◆ Supplied passage
Start

HIGH COURT OF AUSTRALIA

Widgee Shire Council Appellant; and Percy Bonney Respondent.

H C of A

On appeal from the Supreme Court of Queensland.

29 April 1907

Griffith C.J., Isaacs and Higgins JJ.

Lukin, for the appellant Council.

E. A. Douglas, for the respondent.

Lukin in reply.

Griffith C.J.

The respondent was convicted by a Police Magistrate for a breach of a by-law made by the appellant, a local authority in a country district, which is in these words:—"No person shall in any way injure or destroy the water-table, gutterway, or side drain of any road in the Division in any way whatsoever, either by crossing or driving along or into the same with any cart, dray, wagon, or other conveyance, or by casting or depositing, or causing to be cast or deposited, therein any material calculated to impede or obstruct the course of the water-flow." The Supreme Court quashed the conviction on the ground that the by-law was invalid, and this is an appeal from that decision. In considering the validity of a by-law, the first question is whether the by-law is within the ambit of the delegated legislative authority under which it purports to be made. By the Divisional Boards Act 1887, which regulated local government outside of municipalities, divisional boards, now called shire councils, were established with powers and duties defined in the Act. Sec. 142 was as follows:—"The Board shall be charged with the construction, maintenance, management, and control of all public highways, roads, bridges, culverts, ferries, wharves, jetties, and other necessary public works within the Division, and may from time to time open new streets or roads, or divert any street or road, or alter or increase the width, or cause to be raised or lowered the soil, of any street or road, and may construct any bridge or culvert in or over any street or road, and may, for such purposes and for such time as is necessary, close any street or bridge."

End

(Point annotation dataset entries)
Start

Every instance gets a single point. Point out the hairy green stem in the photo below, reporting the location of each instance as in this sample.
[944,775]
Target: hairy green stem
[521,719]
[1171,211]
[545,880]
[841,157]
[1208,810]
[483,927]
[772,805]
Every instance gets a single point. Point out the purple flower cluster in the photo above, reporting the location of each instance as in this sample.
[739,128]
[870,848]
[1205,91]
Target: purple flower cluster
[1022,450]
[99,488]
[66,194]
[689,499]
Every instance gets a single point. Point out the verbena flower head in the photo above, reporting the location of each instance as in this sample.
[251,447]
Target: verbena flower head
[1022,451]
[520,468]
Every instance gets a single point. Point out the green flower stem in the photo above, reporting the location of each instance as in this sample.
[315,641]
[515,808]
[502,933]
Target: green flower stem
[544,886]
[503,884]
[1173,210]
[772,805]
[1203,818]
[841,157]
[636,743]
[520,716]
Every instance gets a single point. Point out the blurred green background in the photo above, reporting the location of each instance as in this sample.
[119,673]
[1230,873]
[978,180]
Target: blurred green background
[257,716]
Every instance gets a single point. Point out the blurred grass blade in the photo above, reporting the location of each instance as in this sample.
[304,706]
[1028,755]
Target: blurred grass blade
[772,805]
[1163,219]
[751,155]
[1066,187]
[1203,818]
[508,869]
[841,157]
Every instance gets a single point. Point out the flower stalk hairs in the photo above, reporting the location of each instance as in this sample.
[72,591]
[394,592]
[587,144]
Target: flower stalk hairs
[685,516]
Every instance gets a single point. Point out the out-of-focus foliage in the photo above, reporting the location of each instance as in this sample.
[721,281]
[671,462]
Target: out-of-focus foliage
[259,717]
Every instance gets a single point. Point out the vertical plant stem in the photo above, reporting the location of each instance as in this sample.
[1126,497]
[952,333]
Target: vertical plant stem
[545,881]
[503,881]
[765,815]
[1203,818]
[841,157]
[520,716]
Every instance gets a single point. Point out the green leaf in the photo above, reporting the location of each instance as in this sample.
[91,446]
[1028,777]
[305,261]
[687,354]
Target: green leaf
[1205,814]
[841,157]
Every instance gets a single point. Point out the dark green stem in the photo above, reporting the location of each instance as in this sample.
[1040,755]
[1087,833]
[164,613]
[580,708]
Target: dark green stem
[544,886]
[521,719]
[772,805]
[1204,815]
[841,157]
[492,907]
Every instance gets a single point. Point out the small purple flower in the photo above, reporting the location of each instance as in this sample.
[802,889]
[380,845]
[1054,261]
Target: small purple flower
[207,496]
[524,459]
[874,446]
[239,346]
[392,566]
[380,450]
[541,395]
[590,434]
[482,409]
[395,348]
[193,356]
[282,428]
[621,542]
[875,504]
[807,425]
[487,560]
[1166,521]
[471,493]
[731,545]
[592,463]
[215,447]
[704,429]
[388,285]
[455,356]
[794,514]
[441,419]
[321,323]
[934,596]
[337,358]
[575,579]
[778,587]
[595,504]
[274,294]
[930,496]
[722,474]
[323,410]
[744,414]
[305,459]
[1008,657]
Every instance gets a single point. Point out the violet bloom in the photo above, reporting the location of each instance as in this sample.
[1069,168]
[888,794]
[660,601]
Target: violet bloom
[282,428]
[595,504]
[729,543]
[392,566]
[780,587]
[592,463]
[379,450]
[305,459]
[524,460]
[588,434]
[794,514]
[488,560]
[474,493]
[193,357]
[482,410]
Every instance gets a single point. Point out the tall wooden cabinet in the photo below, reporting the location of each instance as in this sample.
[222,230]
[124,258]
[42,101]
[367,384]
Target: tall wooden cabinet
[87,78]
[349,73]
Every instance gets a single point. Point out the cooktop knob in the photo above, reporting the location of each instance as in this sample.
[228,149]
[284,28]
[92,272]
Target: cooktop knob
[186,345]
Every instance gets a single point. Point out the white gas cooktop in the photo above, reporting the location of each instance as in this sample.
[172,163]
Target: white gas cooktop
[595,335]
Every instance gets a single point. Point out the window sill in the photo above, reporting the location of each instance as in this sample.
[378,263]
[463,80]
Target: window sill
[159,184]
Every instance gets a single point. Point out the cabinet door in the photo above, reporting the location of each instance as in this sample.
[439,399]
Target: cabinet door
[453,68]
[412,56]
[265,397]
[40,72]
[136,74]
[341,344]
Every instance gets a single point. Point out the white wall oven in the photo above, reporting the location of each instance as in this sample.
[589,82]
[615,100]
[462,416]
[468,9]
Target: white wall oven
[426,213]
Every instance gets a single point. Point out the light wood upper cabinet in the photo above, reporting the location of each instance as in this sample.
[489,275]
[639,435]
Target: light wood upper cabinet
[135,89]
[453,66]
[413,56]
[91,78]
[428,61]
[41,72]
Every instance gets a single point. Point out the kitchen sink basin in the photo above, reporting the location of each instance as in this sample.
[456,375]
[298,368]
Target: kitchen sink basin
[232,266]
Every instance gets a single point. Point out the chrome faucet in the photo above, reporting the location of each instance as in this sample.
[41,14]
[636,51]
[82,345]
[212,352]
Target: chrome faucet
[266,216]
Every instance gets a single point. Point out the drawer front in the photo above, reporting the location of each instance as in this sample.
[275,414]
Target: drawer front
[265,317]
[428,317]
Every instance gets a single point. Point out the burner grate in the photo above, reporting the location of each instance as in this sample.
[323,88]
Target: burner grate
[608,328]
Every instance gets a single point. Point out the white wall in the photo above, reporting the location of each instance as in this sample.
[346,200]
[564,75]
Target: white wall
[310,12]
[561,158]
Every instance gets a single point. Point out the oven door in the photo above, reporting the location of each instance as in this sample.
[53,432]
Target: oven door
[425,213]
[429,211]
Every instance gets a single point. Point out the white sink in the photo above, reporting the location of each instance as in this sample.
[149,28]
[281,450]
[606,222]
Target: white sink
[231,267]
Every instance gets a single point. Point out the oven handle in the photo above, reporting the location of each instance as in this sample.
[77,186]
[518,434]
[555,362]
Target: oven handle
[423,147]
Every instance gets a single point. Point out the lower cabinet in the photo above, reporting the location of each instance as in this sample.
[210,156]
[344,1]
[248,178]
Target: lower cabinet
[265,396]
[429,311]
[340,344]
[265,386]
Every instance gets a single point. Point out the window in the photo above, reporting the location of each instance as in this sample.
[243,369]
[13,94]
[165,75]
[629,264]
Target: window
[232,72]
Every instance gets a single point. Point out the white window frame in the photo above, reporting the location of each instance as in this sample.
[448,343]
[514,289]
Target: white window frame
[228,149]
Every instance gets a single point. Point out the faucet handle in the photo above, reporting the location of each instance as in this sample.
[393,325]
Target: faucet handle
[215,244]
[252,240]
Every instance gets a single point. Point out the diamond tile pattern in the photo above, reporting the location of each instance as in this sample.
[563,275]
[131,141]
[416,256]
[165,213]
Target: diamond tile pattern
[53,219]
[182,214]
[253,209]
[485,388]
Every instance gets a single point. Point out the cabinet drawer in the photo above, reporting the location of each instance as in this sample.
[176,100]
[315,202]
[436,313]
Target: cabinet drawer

End

◆ To-do list
#1 According to the Widgee Shire Council judgment, which court quashed the respondent's conviction, and on what ground?
#2 Do these statements agree with the Widgee Shire Council judgment? Answer yes or no for each, quoting the words that decide it. (a) The respondent was convicted by a Police Magistrate. (b) The Divisional Boards Act 1887 regulated local government within municipalities. (c) Divisional boards are now called shire councils.
#3 Write the next part of the Widgee Shire Council judgment, picking up after the quoted text of Sec. 142.

◆ Written responses
#1 The Supreme Court quashed it on the ground that the by-law was invalid.

#2
(a) Yes: "The respondent was convicted by a Police Magistrate"
(b) No: "which regulated local government outside of municipalities"
(c) Yes: "divisional boards, now called shire councils"

#3
By sec. 179 a Board was authorized to make by-laws for (among other purposes) the following: (21) Regulating traffic generally; (29) The prevention of injury or obstruction to roads or other public places by digging or otherwise; (30) The prevention of injury to bridges ... or other works, being the property of or under the control of the Board; (33) The control and management of roads and reserves under the control of the Board; (39) The general good government of the Division. Sections 181 and 182 prescribed formalities to be observed in passing by-laws, under which opportunity was given for objection by any person interested. Sec. 183 required that by-laws should be submitted for the approval of the Governor in Council, and that if approved by him, they should be published in the Government Gazette, and thereupon such by-law was to have the force of law in the Division. Sec. 184 empowered the Governor in Council to repeal a by-law by Order in Council. Sec. 185 provided that a by-law might impose a penalty not exceeding £20 for a breach of it. Sec. 187 empowered the Supreme Court to quash a by-law on the ground of invalidity on proper proceedings taken for that purpose.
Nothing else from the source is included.